Source document:
═══
Perimeter of Rectangle
Perimeter of Rectangle could be considered as one of the important formulae of the rectangle. It is the total distance covered by the rectangle around its outside. In Maths, you will come across many geometric shapes and sizes, which have an area, perimeter and even volume (for 3-d figures). You will also learn the formulas for all those parameters. Some of the examples of different shapes are circle, square, polygon, quadrilateral, etc. In this article, you will study the key feature of the rectangle, i.e. perimeter.
Perimeter basically gives the length of the figure. Suppose for a square, which has all its sides as equal, the perimeter of the square will be four times its sides. In the case of a circle, the perimeter is termed as circumference, which is calculated based on its radius. Before we find out the perimeter of a given rectangle, let us learn first, what a rectangle is.
A rectangle is a quadrilateral that has two pairs of parallel sides equal and all the four angles at the vertices are right angles.
What is Perimeter of Rectangle?
The perimeter of a rectangle is the total distance covered by its boundaries or the sides. Since there are four sides of a rectangle, thus, the perimeter of the rectangle will be the sum of all four sides. Since the perimeter is a linear measure, therefore, the unit of the perimeter of rectangle will be in meters, centimeters, inches, feet, etc.
═══
(Labeled point records)

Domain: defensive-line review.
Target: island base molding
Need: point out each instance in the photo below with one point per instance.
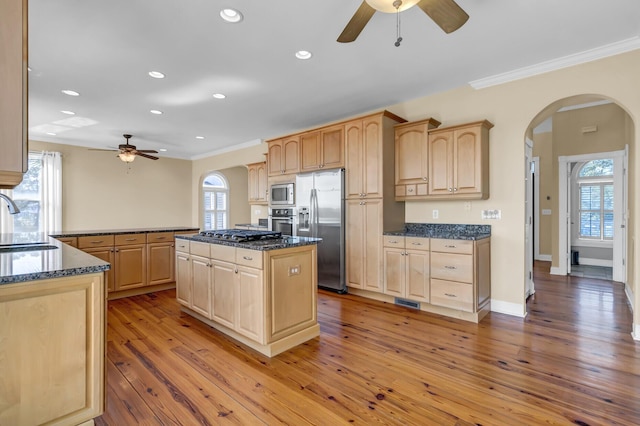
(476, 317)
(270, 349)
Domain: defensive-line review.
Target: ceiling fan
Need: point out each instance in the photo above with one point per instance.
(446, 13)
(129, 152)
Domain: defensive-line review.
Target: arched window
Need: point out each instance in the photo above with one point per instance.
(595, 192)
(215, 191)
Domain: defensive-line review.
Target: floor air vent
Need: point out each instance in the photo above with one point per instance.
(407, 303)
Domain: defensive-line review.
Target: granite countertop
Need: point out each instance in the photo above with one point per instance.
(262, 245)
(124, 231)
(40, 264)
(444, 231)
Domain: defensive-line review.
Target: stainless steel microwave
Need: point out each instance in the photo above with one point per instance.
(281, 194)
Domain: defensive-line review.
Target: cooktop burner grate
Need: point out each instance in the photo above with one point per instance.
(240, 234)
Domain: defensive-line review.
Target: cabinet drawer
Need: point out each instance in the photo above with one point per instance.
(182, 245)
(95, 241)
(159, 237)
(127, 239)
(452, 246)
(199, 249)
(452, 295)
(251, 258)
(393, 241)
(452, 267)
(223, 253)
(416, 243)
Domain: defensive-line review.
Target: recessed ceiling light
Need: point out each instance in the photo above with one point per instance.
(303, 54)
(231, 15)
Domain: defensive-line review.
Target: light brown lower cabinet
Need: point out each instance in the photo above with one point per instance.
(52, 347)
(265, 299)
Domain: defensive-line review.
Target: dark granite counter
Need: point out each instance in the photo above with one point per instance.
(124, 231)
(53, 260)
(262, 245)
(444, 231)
═══
Instruction 1: In the text on the perimeter of a rectangle, what is the perimeter of a circle called?
Instruction 2: Pick up the text on the perimeter of a rectangle after its final sentence and continue it.
The data is separate material from the text on the perimeter of a rectangle.

Task answer 1: It is called the circumference.

Task answer 2:
Perimeter of a Rectangle Formula
The perimeter of a rectangle is defined as the sum of all the sides of a rectangle. For any polygon, the perimeter formulas are the total distance around its sides. In case of a rectangle, the opposite sides of a rectangle are equal and so, the perimeter will be twice the width of the rectangle plus twice the length of the rectangle and it is denoted by the alphabet “p”. Let us derive the formula for its perimeter and area.
Suppose a rectangle has length and width as b and a, respectively.
From the definition of the perimeter we know, the perimeter of a rectangle, P = 2 ( a+b) units
where
“a” is the length of the rectangle
“b” is the breadth of the rectangle
Derivation of Perimeter of Rectangle
Since the perimeter is equal to the sum of all the sides of the polygon. Hence, in the case of a rectangle, the perimeter (P) is;
P = sum of all its four sides
P = a + b + a + b (Opposite sides of rectangle are equal)
P = 2(a + b)
Hence, derived.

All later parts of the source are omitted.